[begin DATASET EXCERPTS]

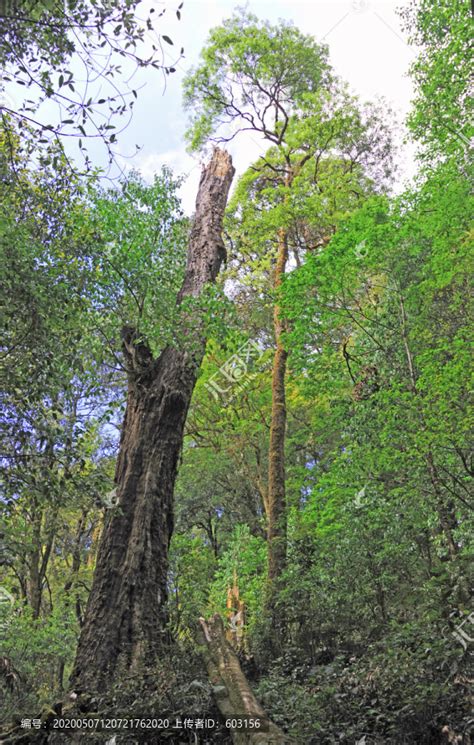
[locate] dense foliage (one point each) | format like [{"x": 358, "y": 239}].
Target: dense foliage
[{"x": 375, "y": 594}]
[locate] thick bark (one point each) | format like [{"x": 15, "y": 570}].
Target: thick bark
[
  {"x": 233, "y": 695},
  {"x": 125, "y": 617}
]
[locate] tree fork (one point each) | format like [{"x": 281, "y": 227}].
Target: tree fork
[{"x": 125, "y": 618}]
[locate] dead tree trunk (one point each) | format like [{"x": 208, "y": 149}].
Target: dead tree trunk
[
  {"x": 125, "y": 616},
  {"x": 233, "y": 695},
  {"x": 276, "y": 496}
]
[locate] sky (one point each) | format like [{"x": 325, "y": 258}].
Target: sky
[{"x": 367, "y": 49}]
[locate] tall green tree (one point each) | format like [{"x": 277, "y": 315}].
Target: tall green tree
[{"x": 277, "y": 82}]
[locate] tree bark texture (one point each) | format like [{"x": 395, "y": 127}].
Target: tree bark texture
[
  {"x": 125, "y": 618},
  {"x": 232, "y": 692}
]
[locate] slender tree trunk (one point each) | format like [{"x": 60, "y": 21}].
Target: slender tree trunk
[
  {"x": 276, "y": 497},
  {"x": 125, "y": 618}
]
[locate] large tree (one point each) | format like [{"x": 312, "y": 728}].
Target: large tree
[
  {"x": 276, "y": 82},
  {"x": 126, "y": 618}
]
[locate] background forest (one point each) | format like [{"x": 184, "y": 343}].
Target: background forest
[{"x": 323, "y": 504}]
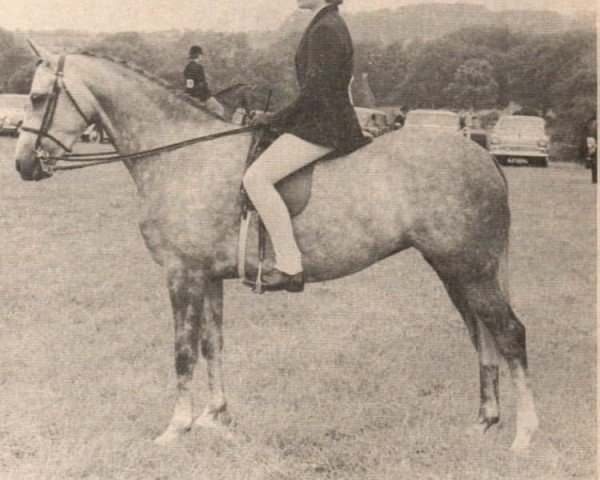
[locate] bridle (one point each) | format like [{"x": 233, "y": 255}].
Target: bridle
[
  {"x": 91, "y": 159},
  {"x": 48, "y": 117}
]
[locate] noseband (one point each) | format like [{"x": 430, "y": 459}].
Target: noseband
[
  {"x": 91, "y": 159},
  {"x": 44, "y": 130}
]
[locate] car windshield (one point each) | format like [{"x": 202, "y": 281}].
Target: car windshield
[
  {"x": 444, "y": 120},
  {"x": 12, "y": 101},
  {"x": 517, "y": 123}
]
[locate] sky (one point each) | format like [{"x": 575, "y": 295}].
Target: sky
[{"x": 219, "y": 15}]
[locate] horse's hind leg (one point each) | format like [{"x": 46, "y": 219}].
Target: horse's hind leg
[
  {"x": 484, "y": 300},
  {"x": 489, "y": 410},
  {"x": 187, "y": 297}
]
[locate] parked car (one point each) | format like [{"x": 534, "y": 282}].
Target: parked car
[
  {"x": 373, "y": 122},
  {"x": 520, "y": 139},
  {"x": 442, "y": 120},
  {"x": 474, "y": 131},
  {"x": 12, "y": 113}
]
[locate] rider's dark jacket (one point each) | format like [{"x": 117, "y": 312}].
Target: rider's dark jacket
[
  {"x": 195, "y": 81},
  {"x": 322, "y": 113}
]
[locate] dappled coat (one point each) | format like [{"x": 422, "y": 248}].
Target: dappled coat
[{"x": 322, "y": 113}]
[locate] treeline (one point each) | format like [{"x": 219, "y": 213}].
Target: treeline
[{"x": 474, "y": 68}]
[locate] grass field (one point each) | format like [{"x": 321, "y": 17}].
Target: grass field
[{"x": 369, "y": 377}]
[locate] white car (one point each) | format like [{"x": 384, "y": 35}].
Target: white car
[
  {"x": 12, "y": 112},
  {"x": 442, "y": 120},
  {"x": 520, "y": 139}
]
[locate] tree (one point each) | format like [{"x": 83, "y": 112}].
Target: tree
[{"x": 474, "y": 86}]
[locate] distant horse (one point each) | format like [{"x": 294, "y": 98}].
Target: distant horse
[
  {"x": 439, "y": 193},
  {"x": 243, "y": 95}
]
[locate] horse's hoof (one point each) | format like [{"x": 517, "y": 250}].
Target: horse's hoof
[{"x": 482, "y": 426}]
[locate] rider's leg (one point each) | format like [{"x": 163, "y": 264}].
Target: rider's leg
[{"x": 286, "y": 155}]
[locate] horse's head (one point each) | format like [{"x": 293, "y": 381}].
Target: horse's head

[end DATASET EXCERPTS]

Reproduce nothing but the lines from the line containing "[locate] car windshield" to the last line of the data, each exactly as written.

[locate] car windshield (one point each) | format like [{"x": 202, "y": 281}].
Target: car windshield
[
  {"x": 444, "y": 120},
  {"x": 12, "y": 101},
  {"x": 517, "y": 123}
]
[locate] sky (one point each) | format like [{"x": 575, "y": 295}].
Target: sky
[{"x": 219, "y": 15}]
[locate] horse's hind leg (one point each) | format like [{"x": 46, "y": 219}].
Target: horse's hind leg
[
  {"x": 484, "y": 300},
  {"x": 489, "y": 410},
  {"x": 187, "y": 297}
]
[locate] parked car (one point each) | format like [{"x": 534, "y": 282}].
Target: parked car
[
  {"x": 373, "y": 122},
  {"x": 520, "y": 139},
  {"x": 442, "y": 120},
  {"x": 474, "y": 131},
  {"x": 12, "y": 113}
]
[locate] rider's dark jacket (one point each) | format like [{"x": 117, "y": 312}].
Target: rider's dark jacket
[
  {"x": 195, "y": 81},
  {"x": 322, "y": 113}
]
[locate] dappled coat (one point each) | format like [{"x": 422, "y": 248}].
Target: dappled coat
[{"x": 322, "y": 113}]
[locate] treeline (one point each) | format like [{"x": 219, "y": 213}].
Target: treeline
[{"x": 474, "y": 68}]
[locate] grass field (one point each) | format like [{"x": 321, "y": 17}].
Target: grass field
[{"x": 369, "y": 377}]
[locate] white car (one point each) | format like [{"x": 384, "y": 35}].
Target: white car
[
  {"x": 12, "y": 112},
  {"x": 442, "y": 120},
  {"x": 520, "y": 139}
]
[locate] tree (one point each) | format like [{"x": 83, "y": 112}].
Target: tree
[{"x": 474, "y": 86}]
[locate] distant horse (one point each) | format like [{"x": 294, "y": 98}].
Target: distant horse
[
  {"x": 439, "y": 193},
  {"x": 243, "y": 95}
]
[locate] horse's hoof (one point each) | format like [{"x": 517, "y": 250}].
Target: horse's hoof
[{"x": 482, "y": 426}]
[locate] rider's leg (one point each) | format like [{"x": 163, "y": 264}].
Target: rider's leg
[{"x": 286, "y": 155}]
[locate] horse's head (one point each) | format like [{"x": 293, "y": 381}].
Target: horse's head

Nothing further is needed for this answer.